═══ DOCUMENT PASSAGE ═══

Monday, December 13, 2021

Appearances

Ditching his visor for a watch cap, Matt Nagy sure looked like a football coach on the sidelines for the Bears in Green Bay, just like the Munsters looked like a team, for half a game, at least. Amazing, though, how a 27-21 lead at halftime turned into a 45-30 loss. How Bears. And Nagy, who went into high gibber mode after the game. “That first half, when you coach and you play that first half the way we did, that’s what it’s all about. That’s why we do what we do.” Need more? OK, try, “When these guys play like that, that’s why we do it.” (Nagy quoted in today’s The Athletic) Like when like that, Coach? The first half or the second half? I’m just a casual fan, but it seems to me that a coaching staff is dedicated to winning games, not half a game.

Sunday, December 12, 2021

Buzz Before the Slaughter

The Bears’ record presently stands at 4-8, which comes out to a .333 winning percentage for all you math whizzes out there. If the Blackhawks, Bulls, Cubs or White Sox played seventy percent of their season winning at a .333 clip, you’d need an electron microscope to locate the coverage. In the bizarro world of Chicago sports, with the Munsters, it’s wins be damned, full coverage ahead. Yesterday, the Sun-Times devoted 12-1/2 pages of its expanded “Sports Saturday” section to the likely beatdown the Bears will likely receive from Aaron Rodgers and the Packers tonight in Green Bay, on national television, no less. Meanwhile, the Tribune devoted two full pages today to a “Matt Nagy Timeline” in today’s paper. Can’t read? Well, turn on the TV or radio for you share of Bears’ coverage. Gluttons for punishment welcome. I heard rookie quarterback Justin Fields say he likes being the underdog, in which case he’s definitely playing for the right team. My guess is the first play from scrimmage for the visitors will be a bubble-screen right, and it’ll all go down from there. Of course, Fields, Nagy and company could prove me wrong and do that “band of brothers” thing Nagy is always alluding to. But I doubt it.

═══ DATA FOR ANALYSIS ═══

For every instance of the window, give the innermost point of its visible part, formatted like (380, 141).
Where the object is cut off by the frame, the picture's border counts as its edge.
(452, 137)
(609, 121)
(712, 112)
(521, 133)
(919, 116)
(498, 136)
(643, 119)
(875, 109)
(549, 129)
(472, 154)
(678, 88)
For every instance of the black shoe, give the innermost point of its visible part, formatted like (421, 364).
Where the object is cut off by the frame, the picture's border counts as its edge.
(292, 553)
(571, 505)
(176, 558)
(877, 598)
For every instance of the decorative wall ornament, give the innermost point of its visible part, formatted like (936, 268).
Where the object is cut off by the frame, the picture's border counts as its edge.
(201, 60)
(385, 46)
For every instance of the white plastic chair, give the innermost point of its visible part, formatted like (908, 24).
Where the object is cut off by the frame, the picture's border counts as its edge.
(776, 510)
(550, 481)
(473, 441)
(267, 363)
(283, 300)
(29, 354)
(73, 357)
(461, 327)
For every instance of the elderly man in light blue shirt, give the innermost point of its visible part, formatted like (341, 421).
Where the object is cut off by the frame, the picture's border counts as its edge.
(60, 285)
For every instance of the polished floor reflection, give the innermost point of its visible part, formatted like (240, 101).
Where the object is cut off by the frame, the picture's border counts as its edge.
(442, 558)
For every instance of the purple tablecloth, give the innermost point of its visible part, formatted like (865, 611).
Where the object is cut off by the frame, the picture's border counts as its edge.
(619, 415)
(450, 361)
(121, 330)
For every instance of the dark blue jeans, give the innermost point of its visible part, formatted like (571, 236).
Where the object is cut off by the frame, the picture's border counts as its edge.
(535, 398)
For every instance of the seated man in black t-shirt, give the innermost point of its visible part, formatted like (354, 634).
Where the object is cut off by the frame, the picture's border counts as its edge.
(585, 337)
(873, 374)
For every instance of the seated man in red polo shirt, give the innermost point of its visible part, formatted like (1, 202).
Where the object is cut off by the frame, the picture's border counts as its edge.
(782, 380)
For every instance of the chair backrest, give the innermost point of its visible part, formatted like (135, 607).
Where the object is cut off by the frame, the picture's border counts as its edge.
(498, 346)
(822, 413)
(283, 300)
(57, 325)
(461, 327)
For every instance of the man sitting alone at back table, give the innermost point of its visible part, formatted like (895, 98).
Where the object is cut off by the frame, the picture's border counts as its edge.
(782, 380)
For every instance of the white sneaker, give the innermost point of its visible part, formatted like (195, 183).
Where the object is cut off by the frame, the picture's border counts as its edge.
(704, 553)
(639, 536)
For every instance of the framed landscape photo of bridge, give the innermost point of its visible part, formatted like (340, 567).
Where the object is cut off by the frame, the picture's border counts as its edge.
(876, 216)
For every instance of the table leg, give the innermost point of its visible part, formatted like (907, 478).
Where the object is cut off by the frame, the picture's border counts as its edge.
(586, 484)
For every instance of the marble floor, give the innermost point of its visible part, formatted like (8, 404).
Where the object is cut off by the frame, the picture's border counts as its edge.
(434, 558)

═══

— INSTRUCTIONS —
(1) Please repeat the Bears blog posts word for word, starting with "Ditching his visor" and going on through "half a game.".
(2) According to the Bears blog posts, how many pages of its "Sports Saturday" section did the Sun-Times devote to the Bears' game against the Packers?
(3) Pick up the Bears blog posts after their final sentence and keep writing.

— YOUR RESPONSES —
(1)
Ditching his visor for a watch cap, Matt Nagy sure looked like a football coach on the sidelines for the Bears in Green Bay, just like the Munsters looked like a team, for half a game, at least. Amazing, though, how a 27-21 lead at halftime turned into a 45-30 loss. How Bears. And Nagy, who went into high gibber mode after the game. “That first half, when you coach and you play that first half the way we did, that’s what it’s all about. That’s why we do what we do.” Need more? OK, try, “When these guys play like that, that’s why we do it.” (Nagy quoted in today’s The Athletic) Like when like that, Coach? The first half or the second half? I’m just a casual fan, but it seems to me that a coaching staff is dedicated to winning games, not half a game.

(2) 12-1/2 pages

(3)
Saturday, December 11, 2021

GIfts

The Princess, aka my daughter, says she can’t wear wool because it irritates her delicate skin. So, off we went to the mall this morning to exchange all the wool and shop for other things. I liked it better when I ran otu to Sports Authority and picked up some batting gloves for her. Speaking of gifts, I was probably lucky to buy that negative of Minnie Minoso when I did back in November; now, everything Minoso comes with a HOF surcharge attached. I gave the negative to said Princess, who will have it developed into an 8”x”10” for me. It’s a head shot of Minoso striking for its introspection. This is the ballplayer caught in an unguarded moment. I have a baseball with Minoso’s autograph on it, right next to one from Luke Appling, with Walt Williams’ and Billy Pierce’s to the left of “Luke.” Hoyt Wilhelm, Luis Aparicio and Moose Skowron all share a panel of their own; as ever Bill Veeck is off by himself. I need to get Paul Konerko’s someday. What a gift that would be.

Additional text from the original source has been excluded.